* _What you need to do_
1. Answer from the passage on carbosilane dendrimers:
(a) What spacers attach the terminal mesogenic groups in the present study?
(b) In what solvent is the dilute solution investigated?
(c) What NMR methods does the research use?
2. Repeat word for word the part of the passage on carbosilane dendrimers starting at "The present study" and ending at "15, 16, 17).".

* _Text under study_

↓

The present study concerns carbosilane dendrimers with terminal mesogenic groups attached by PEG spacers (in our previous studies9,10 aliphatic spacers were used). These dendrimers are copolymer macromolecules due to the difference between the nonpolar dendrimer core and polar terminal groups. The properties of a single dendrimer macromolecule in the dilute chloroform solution are investigated. In our research we use NMR spectra and relaxation. This choice is due to the fact that the NMR technique allows one to “look inside” a dendrimer and to investigate individual parts of a macromolecule (see review6 by Hu et al. and, for instance, recent refs 12, 13, 14, 15, 16, 17).

↑

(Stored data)
↓

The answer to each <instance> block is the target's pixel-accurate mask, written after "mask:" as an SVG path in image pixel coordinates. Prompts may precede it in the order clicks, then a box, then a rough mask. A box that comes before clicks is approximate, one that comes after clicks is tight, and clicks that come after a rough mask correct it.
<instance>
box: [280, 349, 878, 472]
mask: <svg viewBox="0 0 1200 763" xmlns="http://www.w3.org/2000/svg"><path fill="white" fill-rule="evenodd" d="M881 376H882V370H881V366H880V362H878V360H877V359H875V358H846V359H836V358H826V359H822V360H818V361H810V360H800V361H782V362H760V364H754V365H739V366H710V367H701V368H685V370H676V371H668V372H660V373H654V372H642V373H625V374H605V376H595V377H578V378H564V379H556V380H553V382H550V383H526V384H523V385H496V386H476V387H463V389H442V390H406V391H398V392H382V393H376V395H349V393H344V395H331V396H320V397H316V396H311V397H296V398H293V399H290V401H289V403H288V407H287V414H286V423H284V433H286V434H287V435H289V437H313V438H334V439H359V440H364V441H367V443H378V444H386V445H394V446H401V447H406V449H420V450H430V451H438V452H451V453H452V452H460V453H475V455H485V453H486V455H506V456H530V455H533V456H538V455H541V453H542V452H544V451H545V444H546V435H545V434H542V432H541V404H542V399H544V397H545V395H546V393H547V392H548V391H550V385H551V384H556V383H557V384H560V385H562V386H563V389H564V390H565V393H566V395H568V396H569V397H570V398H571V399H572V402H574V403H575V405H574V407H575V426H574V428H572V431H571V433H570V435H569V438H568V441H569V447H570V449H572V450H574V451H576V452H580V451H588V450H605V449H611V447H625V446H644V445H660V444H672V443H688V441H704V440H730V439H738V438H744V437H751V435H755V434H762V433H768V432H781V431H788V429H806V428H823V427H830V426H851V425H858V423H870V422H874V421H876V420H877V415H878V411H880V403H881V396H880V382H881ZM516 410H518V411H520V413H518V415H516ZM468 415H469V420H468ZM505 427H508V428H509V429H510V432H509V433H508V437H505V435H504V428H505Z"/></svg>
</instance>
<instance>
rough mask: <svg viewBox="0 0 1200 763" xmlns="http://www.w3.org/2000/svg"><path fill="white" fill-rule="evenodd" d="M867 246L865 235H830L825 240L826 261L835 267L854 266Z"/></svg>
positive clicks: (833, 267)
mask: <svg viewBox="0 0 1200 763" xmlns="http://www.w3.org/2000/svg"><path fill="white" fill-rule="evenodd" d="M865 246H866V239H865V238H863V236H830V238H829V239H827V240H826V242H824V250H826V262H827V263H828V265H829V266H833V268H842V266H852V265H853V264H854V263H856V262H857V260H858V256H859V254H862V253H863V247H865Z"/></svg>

↑
↓

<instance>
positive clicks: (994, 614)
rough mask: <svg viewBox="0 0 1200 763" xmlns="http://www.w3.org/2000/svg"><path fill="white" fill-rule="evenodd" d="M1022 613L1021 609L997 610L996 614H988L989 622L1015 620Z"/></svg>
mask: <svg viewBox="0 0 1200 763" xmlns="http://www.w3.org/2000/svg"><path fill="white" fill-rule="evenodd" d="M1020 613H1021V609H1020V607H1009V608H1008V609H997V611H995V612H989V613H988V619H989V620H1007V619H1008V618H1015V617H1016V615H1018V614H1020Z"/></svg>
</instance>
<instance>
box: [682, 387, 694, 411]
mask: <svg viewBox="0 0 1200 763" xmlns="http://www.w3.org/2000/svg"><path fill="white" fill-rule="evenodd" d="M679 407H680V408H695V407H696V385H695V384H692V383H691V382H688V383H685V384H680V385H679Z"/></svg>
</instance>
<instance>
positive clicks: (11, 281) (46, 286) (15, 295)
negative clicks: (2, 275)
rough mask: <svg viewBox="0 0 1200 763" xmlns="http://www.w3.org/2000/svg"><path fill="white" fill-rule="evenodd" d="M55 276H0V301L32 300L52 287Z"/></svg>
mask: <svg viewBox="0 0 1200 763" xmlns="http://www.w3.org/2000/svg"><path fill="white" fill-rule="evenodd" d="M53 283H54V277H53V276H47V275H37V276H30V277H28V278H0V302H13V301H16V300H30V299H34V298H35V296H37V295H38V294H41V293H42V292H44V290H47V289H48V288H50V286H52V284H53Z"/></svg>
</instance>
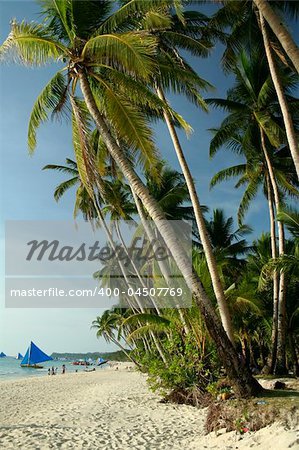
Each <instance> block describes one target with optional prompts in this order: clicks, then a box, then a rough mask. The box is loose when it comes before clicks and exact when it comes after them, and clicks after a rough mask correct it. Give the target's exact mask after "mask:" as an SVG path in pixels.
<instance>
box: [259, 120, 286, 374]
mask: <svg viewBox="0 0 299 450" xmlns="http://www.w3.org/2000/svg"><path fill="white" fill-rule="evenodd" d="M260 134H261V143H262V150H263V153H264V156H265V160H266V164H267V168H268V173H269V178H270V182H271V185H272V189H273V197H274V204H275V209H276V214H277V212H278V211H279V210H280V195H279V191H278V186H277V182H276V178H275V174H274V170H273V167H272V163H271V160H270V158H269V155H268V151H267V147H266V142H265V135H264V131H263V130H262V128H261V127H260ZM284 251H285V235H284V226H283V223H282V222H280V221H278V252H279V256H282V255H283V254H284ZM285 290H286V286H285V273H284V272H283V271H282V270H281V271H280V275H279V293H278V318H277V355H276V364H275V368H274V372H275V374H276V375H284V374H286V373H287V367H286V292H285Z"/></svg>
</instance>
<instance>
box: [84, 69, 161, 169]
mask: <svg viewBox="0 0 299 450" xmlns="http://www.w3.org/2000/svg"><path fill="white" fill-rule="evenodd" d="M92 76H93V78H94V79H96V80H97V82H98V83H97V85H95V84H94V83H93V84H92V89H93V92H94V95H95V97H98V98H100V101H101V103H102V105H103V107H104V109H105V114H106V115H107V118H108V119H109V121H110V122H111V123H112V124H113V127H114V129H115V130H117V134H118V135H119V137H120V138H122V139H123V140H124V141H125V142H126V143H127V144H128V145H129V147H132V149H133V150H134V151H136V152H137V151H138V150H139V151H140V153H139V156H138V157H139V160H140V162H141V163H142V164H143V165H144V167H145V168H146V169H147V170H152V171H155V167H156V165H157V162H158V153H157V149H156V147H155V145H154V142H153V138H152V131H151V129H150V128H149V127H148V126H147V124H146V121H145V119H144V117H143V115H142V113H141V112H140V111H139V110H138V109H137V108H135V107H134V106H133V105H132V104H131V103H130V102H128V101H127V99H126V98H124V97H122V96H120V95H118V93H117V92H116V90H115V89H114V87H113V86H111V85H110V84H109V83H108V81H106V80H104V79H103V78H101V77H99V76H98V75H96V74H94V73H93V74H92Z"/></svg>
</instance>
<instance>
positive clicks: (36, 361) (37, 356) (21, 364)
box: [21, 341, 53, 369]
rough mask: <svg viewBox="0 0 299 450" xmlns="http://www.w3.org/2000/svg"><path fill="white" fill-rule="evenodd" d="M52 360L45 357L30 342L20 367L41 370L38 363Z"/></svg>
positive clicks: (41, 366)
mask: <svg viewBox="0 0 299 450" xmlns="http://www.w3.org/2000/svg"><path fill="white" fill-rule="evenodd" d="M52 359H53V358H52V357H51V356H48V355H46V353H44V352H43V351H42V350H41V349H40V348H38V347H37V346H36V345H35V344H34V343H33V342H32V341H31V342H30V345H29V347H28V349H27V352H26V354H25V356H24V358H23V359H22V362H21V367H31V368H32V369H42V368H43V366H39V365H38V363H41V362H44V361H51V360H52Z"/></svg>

↑
↓

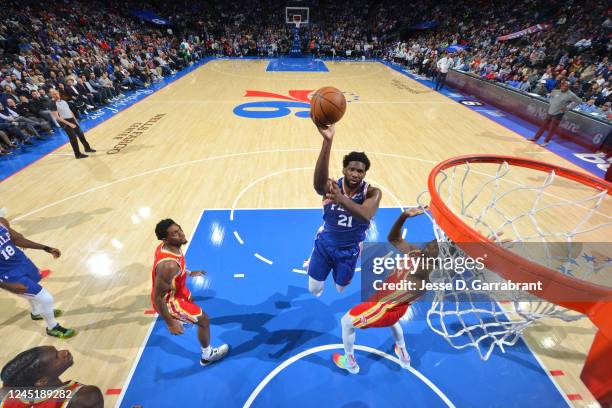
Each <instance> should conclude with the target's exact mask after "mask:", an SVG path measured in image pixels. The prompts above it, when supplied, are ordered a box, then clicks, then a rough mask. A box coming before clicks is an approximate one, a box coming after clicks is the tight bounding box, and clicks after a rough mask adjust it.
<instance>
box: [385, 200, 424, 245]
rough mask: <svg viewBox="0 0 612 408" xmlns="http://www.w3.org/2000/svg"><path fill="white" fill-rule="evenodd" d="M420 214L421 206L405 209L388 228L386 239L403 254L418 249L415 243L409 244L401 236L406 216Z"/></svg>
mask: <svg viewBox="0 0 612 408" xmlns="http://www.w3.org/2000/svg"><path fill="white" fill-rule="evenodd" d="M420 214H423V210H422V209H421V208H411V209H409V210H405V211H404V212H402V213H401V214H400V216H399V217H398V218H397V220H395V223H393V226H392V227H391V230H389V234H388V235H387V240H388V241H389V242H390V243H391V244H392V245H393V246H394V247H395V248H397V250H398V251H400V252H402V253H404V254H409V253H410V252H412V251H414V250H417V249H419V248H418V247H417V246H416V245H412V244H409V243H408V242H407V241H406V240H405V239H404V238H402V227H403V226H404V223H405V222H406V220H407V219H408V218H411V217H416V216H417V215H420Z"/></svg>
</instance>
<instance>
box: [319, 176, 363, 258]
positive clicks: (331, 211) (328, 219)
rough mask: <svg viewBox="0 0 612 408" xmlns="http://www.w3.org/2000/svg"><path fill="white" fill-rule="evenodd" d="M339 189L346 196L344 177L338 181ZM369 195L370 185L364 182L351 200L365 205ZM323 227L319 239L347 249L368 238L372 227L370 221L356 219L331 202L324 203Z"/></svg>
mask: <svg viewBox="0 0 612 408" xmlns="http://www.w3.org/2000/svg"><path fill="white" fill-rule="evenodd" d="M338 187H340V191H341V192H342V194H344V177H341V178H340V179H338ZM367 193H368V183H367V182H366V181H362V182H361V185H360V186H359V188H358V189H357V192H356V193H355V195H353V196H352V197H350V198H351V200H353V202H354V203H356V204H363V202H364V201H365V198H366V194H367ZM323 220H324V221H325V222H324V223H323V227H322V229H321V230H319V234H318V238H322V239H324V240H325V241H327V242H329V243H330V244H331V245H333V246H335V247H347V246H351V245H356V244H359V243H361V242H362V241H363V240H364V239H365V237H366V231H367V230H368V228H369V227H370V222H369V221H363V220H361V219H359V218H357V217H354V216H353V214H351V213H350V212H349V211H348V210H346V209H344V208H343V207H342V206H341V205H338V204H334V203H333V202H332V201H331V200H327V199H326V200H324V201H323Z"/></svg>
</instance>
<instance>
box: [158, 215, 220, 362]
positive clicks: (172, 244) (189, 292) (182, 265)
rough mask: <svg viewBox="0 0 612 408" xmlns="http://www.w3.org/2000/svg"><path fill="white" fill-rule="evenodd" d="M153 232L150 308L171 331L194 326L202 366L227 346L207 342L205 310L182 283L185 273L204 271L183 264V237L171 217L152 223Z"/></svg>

↑

* _Your responses_
1.
(a) PEG spacers.
(b) Chloroform.
(c) NMR spectra and relaxation.

2.
The present study concerns carbosilane dendrimers with terminal mesogenic groups attached by PEG spacers (in our previous studies9,10 aliphatic spacers were used). These dendrimers are copolymer macromolecules due to the difference between the nonpolar dendrimer core and polar terminal groups. The properties of a single dendrimer macromolecule in the dilute chloroform solution are investigated. In our research we use NMR spectra and relaxation. This choice is due to the fact that the NMR technique allows one to “look inside” a dendrimer and to investigate individual parts of a macromolecule (see review6 by Hu et al. and, for instance, recent refs 12, 13, 14, 15, 16, 17).